WHAT IS REQUIRED:
Reproduce all of the data below word for word, but leave the pictures out.

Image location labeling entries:

▬▬▬

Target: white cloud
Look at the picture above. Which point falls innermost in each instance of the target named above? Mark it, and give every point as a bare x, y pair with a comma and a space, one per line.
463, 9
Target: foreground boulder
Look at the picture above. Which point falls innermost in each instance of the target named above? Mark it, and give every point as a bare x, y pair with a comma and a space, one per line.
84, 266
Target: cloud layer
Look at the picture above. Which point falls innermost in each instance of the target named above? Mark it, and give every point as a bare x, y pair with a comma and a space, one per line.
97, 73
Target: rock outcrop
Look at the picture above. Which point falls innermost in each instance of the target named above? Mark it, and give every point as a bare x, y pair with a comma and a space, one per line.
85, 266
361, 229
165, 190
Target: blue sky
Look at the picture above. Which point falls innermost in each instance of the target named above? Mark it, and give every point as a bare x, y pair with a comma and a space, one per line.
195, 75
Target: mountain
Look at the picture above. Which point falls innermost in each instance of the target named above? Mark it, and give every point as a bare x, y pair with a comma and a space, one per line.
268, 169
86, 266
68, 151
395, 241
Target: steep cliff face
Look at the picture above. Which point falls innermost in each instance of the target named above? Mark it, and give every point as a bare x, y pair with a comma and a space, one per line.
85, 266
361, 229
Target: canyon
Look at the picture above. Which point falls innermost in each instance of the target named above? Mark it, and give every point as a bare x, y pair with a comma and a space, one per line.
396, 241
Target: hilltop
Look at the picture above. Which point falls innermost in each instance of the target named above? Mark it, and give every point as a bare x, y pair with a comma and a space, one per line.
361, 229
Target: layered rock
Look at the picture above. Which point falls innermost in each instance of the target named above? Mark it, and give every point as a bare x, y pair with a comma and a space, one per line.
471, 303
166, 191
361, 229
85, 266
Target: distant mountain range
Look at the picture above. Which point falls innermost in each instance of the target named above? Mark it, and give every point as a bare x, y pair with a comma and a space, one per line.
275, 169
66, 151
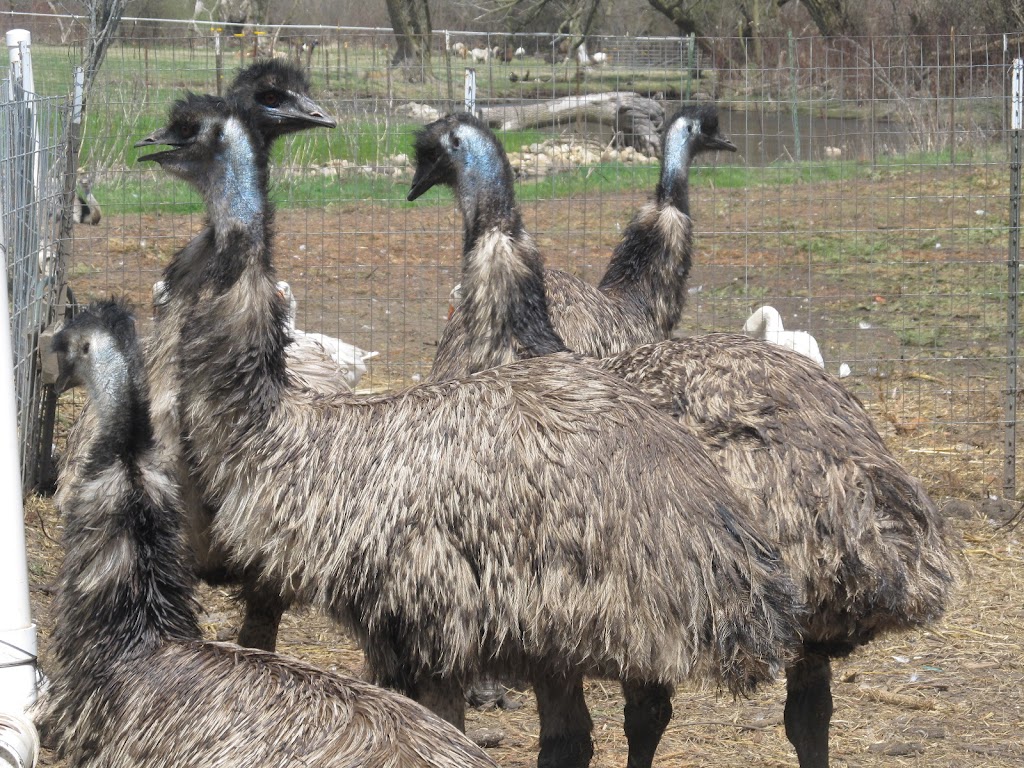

▬▬▬

RESPONSE TO THIS EXERCISE:
Target: white cloud
Look at the picture above. Which point falls innermost in each instance of the target named above? Mark it, and give every point as a bare x, y pair with a comma and a space, one per line.
463, 9
Target: foreground boulder
Look at the picture above. Which point falls innermost in each instance of the target named above? Mark it, and give every point as a bare x, y pair with a comma and a space, one per line.
84, 266
Target: cloud layer
Look at the picture above. Which point falls innermost in each instance of the target named above? Mark it, and give every point as a bare x, y pair with a comma and a space, one per line.
97, 73
Target: rock outcrop
Look at the picture above. Which point falls innermost in each instance of the target named above? Mark it, and give every point as a bare x, y pair with a comma and a space, one per line.
85, 266
361, 229
165, 190
Target: blue sky
Look at the picture above. Which point falls innermost in each instance of the target named above? Mark it, and give every point as a bare x, y pair with a comma and a space, one per line.
195, 75
Target: mountain
Look at the picture above. Which point falls innermost in each instance of the target named above? Mark it, and give every point as a bare x, y pair with a comma and a space, one per line.
268, 169
86, 266
68, 151
395, 241
Target: steep cliff face
Look at the picture above. Which point falls innermost in each instance of the target named above? Mark it, and give every point as a bare x, y pair with a comma and a space, one per line.
85, 266
361, 229
Target: canyon
Look at the picture above. Which point falls innermost in each instance of the target named above? Mark it, and give every point as a bare x, y pair with a comma and a space, one per line.
396, 241
Target: hilltop
Look at the picture above. Which point falls innermost in each instance of the target named above? Mark it, and give every point as a bare x, y pair with a comma and a space, one per line.
361, 229
Target: layered rock
Look at the picture above. Which point falls innermost in each instance of the target named above? Mark it, and give every point as a bare x, y pair with a comma and a space, one per line.
471, 303
166, 191
361, 229
85, 266
Target: distant mountain range
Look at the picture above. Which point falls innermost in each instance of the target named above? Mark it, and give every point as a bare x, y pair with a comma and a space, one per line.
275, 169
66, 151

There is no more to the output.